* **Task requirements**
1. Translate this sentence from the Vierdaagse Cross text into Spanish: "Beginning in 2009 wheelchair users who complete the course have been eligible for the cross."
2. According to the Vierdaagse Cross text, in what year was the cross established?
3. From the Vierdaagse Cross text, output the stretch from "The Cross is" through "1935 and 1939." word for word.

* **Supplied text**

The Cross for the Four Day Marches () is a Dutch Royal decoration awarded for successful participation in the International Four Days Marches Nijmegen (Vierdaagse in Dutch) held annually at Nijmegen, The Netherlands. The full title of the decoration is  (). It is more commonly referred to as the Vierdaagse Cross or .

History
The cross was established in 1909 at the time of the first march, to award successful military participants of the Vierdaagse. Since 1910 it has been awarded to all participants who successfully complete all four days, both military and civilian. Beginning in 2009 wheelchair users who complete the course have been eligible for the cross.

The Cross is awarded by the Royal Dutch Walking League (KWBN or ) who organise the Nijmegen Marches. Prior to 2015 the League was known as the Royal Dutch League for Physical Education (KNBLO or Koninklijke Nederlandsche Bond Voor Lichamelijke Opvoeding) and before 1959, when it received the Royal (Koninklijke) prefix, as the NBVLO.

As well as the Vierdaagse at Nijmegen, the cross was also awarded to those who completed the four day marches organised in various locations in the Dutch East Indies between 1935 and 1939.

(Collection entries)
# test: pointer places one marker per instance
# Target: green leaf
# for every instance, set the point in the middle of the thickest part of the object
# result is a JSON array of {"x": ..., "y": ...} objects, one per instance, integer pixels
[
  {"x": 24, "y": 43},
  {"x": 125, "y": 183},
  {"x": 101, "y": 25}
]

* **Response list**
1. A partir de 2009, los usuarios de silla de ruedas que completan el recorrido pueden optar a la cruz.

2. 1909

3.
The Cross is awarded by the Royal Dutch Walking League (KWBN or ) who organise the Nijmegen Marches. Prior to 2015 the League was known as the Royal Dutch League for Physical Education (KNBLO or Koninklijke Nederlandsche Bond Voor Lichamelijke Opvoeding) and before 1959, when it received the Royal (Koninklijke) prefix, as the NBVLO.

As well as the Vierdaagse at Nijmegen, the cross was also awarded to those who completed the four day marches organised in various locations in the Dutch East Indies between 1935 and 1939.